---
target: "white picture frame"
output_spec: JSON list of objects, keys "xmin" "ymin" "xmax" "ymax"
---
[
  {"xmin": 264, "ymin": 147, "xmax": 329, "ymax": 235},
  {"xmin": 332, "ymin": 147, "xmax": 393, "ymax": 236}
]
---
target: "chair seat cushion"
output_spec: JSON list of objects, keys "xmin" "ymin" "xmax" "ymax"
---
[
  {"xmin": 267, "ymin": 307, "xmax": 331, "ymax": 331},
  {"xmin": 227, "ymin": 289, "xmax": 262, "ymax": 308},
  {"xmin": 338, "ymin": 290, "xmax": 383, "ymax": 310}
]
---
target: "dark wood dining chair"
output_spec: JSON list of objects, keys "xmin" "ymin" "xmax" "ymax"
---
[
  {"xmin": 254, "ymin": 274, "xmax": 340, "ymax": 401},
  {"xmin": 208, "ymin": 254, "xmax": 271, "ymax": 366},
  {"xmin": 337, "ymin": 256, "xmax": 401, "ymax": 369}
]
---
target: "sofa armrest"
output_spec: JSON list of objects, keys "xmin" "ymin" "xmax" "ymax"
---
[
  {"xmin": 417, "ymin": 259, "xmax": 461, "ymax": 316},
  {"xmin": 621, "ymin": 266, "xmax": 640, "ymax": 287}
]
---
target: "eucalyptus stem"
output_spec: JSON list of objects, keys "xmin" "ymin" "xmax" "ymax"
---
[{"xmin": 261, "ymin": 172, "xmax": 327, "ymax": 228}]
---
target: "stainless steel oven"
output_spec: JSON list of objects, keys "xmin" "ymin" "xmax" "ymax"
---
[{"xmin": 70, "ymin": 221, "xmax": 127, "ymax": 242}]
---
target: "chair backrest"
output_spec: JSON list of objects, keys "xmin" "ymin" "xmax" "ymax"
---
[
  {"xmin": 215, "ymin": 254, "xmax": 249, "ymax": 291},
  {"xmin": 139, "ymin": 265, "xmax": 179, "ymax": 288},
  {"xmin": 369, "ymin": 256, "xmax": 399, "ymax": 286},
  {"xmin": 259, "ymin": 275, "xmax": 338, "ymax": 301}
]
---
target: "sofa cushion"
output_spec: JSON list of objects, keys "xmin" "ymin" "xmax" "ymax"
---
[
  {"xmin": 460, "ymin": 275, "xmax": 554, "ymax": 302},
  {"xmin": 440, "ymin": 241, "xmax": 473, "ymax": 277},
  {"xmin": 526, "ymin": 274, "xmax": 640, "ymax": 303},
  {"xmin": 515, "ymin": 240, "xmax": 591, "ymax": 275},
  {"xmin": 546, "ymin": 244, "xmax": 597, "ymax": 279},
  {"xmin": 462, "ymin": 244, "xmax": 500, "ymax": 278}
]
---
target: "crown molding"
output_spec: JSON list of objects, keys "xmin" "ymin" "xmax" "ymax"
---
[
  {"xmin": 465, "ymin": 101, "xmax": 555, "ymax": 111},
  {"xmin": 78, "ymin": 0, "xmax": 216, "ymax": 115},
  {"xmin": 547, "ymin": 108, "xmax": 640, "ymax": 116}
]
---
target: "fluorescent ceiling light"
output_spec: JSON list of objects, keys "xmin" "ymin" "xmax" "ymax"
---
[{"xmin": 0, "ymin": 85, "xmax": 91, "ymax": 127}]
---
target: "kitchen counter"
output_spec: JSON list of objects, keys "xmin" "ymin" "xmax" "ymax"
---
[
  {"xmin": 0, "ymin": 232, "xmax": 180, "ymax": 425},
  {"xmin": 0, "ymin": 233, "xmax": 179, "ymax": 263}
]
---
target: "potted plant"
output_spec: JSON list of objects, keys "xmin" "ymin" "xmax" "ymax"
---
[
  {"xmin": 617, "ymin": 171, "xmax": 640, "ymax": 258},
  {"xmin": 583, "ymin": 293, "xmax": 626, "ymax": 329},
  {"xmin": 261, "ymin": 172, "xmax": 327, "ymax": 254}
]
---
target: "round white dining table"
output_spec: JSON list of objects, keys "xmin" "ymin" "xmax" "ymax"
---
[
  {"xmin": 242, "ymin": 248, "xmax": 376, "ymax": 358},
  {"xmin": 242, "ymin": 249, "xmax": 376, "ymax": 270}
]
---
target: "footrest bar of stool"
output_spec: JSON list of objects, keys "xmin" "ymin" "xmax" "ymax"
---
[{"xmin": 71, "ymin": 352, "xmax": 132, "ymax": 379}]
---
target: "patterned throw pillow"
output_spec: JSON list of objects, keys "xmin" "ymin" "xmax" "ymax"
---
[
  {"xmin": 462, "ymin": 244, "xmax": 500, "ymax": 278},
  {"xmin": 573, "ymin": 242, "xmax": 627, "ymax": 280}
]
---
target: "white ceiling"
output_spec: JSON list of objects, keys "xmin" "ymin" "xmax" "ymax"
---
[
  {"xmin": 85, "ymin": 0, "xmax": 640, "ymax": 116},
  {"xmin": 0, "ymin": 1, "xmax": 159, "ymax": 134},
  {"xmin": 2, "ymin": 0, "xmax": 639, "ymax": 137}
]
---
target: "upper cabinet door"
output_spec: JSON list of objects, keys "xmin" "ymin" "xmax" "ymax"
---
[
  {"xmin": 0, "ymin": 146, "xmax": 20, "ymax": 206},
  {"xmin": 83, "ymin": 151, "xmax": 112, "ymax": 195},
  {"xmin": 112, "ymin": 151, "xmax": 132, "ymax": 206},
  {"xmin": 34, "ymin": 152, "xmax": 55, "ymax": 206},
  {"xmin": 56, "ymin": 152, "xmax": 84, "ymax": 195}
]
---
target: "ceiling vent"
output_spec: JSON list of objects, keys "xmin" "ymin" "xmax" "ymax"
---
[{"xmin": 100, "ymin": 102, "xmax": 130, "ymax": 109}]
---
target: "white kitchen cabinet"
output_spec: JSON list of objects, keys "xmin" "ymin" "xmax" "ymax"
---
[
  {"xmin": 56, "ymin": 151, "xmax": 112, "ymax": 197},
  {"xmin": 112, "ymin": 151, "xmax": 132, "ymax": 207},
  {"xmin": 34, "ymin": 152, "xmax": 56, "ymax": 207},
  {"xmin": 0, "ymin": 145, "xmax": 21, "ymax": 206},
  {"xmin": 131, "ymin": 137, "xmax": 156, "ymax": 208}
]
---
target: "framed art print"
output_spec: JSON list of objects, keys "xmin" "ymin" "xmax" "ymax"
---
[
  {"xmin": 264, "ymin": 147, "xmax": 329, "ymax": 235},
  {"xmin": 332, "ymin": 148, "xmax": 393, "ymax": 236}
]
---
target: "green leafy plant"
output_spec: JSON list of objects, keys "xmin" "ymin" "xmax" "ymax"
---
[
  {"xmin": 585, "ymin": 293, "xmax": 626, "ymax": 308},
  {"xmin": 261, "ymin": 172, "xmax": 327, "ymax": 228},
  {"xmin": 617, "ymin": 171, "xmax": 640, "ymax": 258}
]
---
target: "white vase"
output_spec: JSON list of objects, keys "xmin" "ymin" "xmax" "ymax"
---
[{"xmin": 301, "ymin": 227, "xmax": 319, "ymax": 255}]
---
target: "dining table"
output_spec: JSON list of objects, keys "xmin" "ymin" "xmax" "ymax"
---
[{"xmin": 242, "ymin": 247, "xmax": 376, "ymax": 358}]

● Work to be completed
Copy out each line of the entries that holds "sofa".

● Result for this task
target: "sofa armrest"
target: "sofa cushion"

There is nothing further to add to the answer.